- PROBLEM STATEMENT: From the line with "[mark] house roof" down to the final line of the material below, quote every line exactly and leave out all lines before it.

- DATA FOR THIS EXERCISE:
-=-=-=-=-
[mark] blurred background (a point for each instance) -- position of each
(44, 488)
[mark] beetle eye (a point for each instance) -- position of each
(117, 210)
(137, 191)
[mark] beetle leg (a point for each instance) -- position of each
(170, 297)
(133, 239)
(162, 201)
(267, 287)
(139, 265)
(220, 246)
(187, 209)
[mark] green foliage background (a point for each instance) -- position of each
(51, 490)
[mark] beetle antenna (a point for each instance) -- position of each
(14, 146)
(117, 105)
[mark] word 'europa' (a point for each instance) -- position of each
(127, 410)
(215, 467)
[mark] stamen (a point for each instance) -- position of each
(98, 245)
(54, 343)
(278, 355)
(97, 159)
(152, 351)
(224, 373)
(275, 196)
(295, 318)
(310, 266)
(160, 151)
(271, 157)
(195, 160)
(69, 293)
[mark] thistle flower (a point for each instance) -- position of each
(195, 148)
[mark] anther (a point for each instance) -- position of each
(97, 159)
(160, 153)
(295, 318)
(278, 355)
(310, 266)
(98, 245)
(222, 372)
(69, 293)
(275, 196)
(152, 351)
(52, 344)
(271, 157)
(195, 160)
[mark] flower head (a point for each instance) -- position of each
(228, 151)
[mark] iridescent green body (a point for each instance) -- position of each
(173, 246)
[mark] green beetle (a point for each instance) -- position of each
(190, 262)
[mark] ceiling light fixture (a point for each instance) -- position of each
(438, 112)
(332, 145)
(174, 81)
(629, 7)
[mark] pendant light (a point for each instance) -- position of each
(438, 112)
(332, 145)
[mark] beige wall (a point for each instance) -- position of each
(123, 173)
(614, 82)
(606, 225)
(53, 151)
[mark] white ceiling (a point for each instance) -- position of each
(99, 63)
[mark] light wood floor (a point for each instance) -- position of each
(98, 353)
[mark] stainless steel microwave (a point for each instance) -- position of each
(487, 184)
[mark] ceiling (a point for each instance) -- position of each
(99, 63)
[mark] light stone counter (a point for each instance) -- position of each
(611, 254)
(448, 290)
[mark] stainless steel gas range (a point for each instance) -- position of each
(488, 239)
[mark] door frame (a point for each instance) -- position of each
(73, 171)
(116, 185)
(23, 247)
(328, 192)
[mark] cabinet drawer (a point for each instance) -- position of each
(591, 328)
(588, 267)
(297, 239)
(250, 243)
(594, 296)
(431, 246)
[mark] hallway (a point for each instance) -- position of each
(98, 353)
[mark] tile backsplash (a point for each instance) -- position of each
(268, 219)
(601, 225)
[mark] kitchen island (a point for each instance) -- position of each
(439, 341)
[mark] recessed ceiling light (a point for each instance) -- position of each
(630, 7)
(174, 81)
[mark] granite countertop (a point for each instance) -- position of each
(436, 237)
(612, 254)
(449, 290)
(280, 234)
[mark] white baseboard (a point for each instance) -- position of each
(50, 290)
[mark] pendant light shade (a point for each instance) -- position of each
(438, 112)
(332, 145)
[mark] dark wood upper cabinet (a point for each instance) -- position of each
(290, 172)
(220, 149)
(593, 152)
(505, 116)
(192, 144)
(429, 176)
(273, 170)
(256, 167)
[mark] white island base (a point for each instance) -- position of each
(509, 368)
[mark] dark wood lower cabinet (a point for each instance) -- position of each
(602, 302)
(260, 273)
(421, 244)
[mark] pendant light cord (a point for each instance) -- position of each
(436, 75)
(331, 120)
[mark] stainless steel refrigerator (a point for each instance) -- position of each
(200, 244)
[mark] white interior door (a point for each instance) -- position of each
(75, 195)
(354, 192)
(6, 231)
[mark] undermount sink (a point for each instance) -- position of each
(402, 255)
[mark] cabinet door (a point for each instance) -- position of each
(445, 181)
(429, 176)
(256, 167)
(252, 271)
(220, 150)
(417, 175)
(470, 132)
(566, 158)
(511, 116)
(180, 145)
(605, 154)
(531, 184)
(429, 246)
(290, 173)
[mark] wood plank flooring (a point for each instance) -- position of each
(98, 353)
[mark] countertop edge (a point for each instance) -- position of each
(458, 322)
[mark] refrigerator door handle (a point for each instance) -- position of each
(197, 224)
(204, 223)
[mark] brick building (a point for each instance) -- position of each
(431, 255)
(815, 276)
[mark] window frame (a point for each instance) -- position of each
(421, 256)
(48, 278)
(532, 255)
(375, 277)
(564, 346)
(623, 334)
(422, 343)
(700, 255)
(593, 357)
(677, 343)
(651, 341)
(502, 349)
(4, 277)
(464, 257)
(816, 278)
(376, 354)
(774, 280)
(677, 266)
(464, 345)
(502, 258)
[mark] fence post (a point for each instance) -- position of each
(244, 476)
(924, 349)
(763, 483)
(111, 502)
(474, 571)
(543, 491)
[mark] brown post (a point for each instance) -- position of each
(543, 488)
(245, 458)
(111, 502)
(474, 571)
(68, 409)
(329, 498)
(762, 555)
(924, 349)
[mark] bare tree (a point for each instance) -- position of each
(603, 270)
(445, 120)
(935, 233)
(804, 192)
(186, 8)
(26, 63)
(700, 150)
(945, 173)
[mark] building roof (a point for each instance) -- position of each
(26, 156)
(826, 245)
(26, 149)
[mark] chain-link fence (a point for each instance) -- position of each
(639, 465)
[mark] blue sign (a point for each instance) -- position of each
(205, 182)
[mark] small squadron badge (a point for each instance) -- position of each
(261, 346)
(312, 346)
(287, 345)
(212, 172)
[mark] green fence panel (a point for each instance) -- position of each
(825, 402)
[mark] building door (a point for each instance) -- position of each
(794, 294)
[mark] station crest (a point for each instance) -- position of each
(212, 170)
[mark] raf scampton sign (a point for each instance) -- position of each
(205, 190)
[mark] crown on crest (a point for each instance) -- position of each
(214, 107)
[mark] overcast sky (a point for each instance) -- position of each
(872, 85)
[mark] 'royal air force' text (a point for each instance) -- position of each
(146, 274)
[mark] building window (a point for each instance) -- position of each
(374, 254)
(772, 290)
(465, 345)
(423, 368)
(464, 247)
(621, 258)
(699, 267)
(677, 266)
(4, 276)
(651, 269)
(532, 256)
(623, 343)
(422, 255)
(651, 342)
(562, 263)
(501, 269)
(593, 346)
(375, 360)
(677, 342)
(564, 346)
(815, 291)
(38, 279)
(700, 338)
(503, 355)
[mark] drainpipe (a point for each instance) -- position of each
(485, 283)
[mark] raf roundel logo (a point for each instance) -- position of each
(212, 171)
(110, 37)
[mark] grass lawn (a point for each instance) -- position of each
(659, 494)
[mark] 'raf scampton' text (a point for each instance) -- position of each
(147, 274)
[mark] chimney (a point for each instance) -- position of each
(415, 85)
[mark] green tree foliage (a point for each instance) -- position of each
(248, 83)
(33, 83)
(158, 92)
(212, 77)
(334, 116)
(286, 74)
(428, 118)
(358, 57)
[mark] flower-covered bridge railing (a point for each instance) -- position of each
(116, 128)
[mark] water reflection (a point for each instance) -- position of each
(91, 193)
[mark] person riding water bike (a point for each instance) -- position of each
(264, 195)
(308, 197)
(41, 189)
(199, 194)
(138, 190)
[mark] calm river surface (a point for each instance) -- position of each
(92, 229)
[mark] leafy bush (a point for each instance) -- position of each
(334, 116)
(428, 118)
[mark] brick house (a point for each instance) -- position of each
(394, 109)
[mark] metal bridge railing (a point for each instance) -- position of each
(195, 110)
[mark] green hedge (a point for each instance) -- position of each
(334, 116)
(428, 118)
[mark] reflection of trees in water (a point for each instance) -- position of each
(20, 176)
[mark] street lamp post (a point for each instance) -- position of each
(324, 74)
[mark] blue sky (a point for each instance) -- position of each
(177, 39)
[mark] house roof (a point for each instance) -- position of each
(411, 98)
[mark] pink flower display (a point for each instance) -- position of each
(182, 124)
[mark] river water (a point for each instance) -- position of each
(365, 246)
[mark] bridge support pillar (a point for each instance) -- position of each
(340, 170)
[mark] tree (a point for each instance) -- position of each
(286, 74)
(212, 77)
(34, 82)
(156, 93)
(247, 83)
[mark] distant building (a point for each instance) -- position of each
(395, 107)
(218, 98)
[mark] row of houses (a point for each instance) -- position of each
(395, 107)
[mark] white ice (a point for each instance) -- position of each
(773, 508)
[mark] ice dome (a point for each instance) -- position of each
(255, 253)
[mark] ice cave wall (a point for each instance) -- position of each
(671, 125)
-=-=-=-=-
- SOLUTION TO THE PROBLEM:
[mark] house roof (a point for each instance) -- position of each
(411, 98)
[mark] pink flower display (a point for each instance) -- position of each
(182, 124)
[mark] river water (a point for each instance) -- position of each
(365, 246)
[mark] bridge support pillar (a point for each instance) -- position of each
(340, 170)
[mark] tree (a point for each instance) -- position of each
(286, 74)
(212, 77)
(34, 82)
(156, 93)
(247, 83)
[mark] distant building (a point for each instance) -- position of each
(395, 107)
(218, 98)
[mark] row of houses (a point for each instance) -- position of each
(395, 107)
[mark] white ice (a point for each instance) -- position of each
(773, 508)
[mark] ice dome (a point for each instance) -- position of each
(255, 253)
[mark] ice cave wall (a point for each instance) -- position of each
(671, 125)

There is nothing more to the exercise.